◆ Trecho do documento
────────

O som do despertador interrompe seu sono. Sua mão sai tateando o criado mudo até desligar o alarme. Você sente o cheiro da chuva que caiu durante a noite. Mas é preciso abrir os olhos para finalmente acordar.
Somos seres visuais. O tato nos pede um objeto ao alcance das mãos. Para o olfato também é necessário um mínimo de proximidade, ou uma multiplicidade de aromas nos causaria náuseas. O paladar não se contenta em estar perto: é preciso tocar com a língua. Já a audição vai mais longe: do seu quarto você alcança a confusão de sons da rua, de modo que seus ouvidos já sabem: você está na cidade. Pense agora no quanto a visão vai além. No céu, você vê uma estrela a anos-luz daqui. Um desconhecido lhe dirige o olhar a uma distância considerável e é fácil perceber: é para você que ele está olhando. A visão não vai longe apenas em extensão: ela é uma observadora perspicaz. Ao olhar para uma cena, não é preciso ouvir nada para compreender se ali o clima está pesado.
Olhos são permanentemente vigilantes, alertas a todos os sinais, alardeando-nos todo o tempo sobre qualquer mínima mudança ao nosso redor. É um sentido que nos toma de tal forma, que acaba fazendo um pouco o trabalho de outros. Ver uma fruta vermelha na foto é sentir o seu aroma, pressentir o seu sabor. Rapidamente a boca se enche de água. Se alguém lhe dirige a palavra, você se vira para olhar – quando os olhos ajudam, fica bem mais fácil compreender. E o rosto de alguém que você ama fica impresso na retina de tal forma, que dispara seu coração muito antes que você possa tocá-lo. No momento do beijo, você fecha os olhos. Faz o mesmo para sentir um perfume, “sentir” uma música, experimentar um prato que prepara. Precisa fechar os olhos para dar espaço aos outros sentidos, ou a visão, gulosa, engole tudo.
A visão ocupa metade do cérebro. É nossa antena de existir, nosso jeito de navegar o mundo. Aliás, não podemos afirmar que o mundo real existe. O que vemos é uma representação construída a partir da nossa percepção. Será ela a definidora da nossa interação com esse mundo. Mas como alguém pode saber que enxerga diferente se nunca teve parâmetro para comparação?

────────

◆ Linhas de dados
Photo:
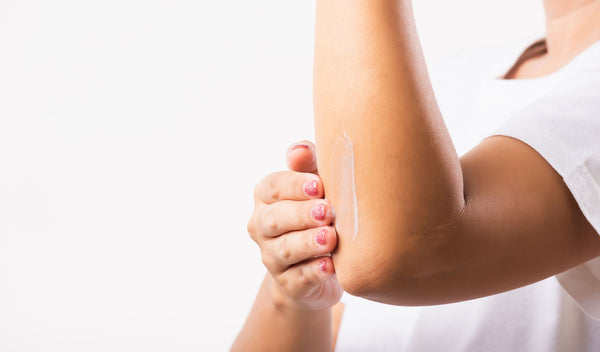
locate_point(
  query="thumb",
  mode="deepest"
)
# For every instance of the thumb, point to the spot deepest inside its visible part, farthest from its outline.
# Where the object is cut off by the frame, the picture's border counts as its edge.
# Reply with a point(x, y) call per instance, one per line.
point(302, 157)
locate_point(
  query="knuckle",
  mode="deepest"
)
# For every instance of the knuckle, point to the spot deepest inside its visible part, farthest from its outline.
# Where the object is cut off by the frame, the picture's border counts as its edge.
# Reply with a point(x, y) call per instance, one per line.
point(270, 223)
point(273, 187)
point(306, 277)
point(266, 260)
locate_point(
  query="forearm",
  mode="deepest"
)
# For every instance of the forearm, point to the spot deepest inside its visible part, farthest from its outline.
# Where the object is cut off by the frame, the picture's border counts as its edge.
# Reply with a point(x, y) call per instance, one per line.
point(277, 325)
point(371, 90)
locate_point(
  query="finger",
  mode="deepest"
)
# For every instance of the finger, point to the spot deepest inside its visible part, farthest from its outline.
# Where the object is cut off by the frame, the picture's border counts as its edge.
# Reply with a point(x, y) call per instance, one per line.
point(281, 252)
point(288, 185)
point(287, 216)
point(300, 280)
point(302, 157)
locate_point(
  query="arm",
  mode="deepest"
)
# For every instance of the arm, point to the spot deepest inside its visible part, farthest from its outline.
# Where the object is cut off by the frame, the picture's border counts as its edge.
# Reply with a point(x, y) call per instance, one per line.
point(430, 228)
point(281, 325)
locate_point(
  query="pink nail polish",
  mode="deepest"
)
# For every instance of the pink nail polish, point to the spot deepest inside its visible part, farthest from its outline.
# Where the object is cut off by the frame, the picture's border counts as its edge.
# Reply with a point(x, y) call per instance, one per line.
point(310, 188)
point(320, 238)
point(319, 212)
point(323, 265)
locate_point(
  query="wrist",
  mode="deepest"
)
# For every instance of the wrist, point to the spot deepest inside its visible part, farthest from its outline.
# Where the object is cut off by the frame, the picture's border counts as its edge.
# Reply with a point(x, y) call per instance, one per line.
point(281, 302)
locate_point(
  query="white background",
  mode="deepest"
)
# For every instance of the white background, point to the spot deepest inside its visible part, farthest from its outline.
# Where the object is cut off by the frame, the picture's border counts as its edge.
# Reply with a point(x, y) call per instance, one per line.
point(131, 136)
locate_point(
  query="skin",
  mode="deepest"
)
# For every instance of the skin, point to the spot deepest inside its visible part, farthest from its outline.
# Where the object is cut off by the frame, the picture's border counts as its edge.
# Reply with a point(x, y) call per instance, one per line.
point(442, 230)
point(433, 228)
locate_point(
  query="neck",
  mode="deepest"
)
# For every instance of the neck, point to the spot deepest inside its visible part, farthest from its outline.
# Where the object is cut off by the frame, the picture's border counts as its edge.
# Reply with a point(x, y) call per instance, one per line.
point(571, 27)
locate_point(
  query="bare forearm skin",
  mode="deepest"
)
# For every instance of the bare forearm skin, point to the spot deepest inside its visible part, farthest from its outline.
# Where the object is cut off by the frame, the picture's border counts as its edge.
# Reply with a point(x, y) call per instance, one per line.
point(276, 324)
point(371, 84)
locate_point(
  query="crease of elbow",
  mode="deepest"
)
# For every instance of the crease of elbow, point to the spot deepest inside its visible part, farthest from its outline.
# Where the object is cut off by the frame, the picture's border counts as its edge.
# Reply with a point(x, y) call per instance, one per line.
point(393, 270)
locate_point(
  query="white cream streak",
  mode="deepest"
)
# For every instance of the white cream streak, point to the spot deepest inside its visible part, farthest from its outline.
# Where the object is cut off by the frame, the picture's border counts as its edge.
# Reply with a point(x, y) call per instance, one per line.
point(346, 223)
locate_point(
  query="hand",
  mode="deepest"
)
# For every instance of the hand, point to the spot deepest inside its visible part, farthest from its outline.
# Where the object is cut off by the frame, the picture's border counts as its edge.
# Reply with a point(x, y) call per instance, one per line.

────────

◆ Tarefas do exercício
• A. Reescreva de forma mais concisa o parágrafo do texto sobre a visão que começa com "A visão ocupa metade do cérebro", mantendo seus fatos principais.
• B. Devolva sem alterações a parte do texto sobre a visão que começa com "Olhos são permanentemente" e segue até "gulosa, engole tudo.".

◆ Respostas das tarefas
• A. A visão ocupa metade do cérebro e é nosso modo de navegar o mundo. Não se pode afirmar que o mundo real existe: o que vemos é uma representação construída pela nossa percepção, e é ela que define nossa interação com o mundo. Resta a pergunta de como alguém saberia que enxerga diferente se nunca teve parâmetro para comparação.

• B.
Olhos são permanentemente vigilantes, alertas a todos os sinais, alardeando-nos todo o tempo sobre qualquer mínima mudança ao nosso redor. É um sentido que nos toma de tal forma, que acaba fazendo um pouco o trabalho de outros. Ver uma fruta vermelha na foto é sentir o seu aroma, pressentir o seu sabor. Rapidamente a boca se enche de água. Se alguém lhe dirige a palavra, você se vira para olhar – quando os olhos ajudam, fica bem mais fácil compreender. E o rosto de alguém que você ama fica impresso na retina de tal forma, que dispara seu coração muito antes que você possa tocá-lo. No momento do beijo, você fecha os olhos. Faz o mesmo para sentir um perfume, “sentir” uma música, experimentar um prato que prepara. Precisa fechar os olhos para dar espaço aos outros sentidos, ou a visão, gulosa, engole tudo.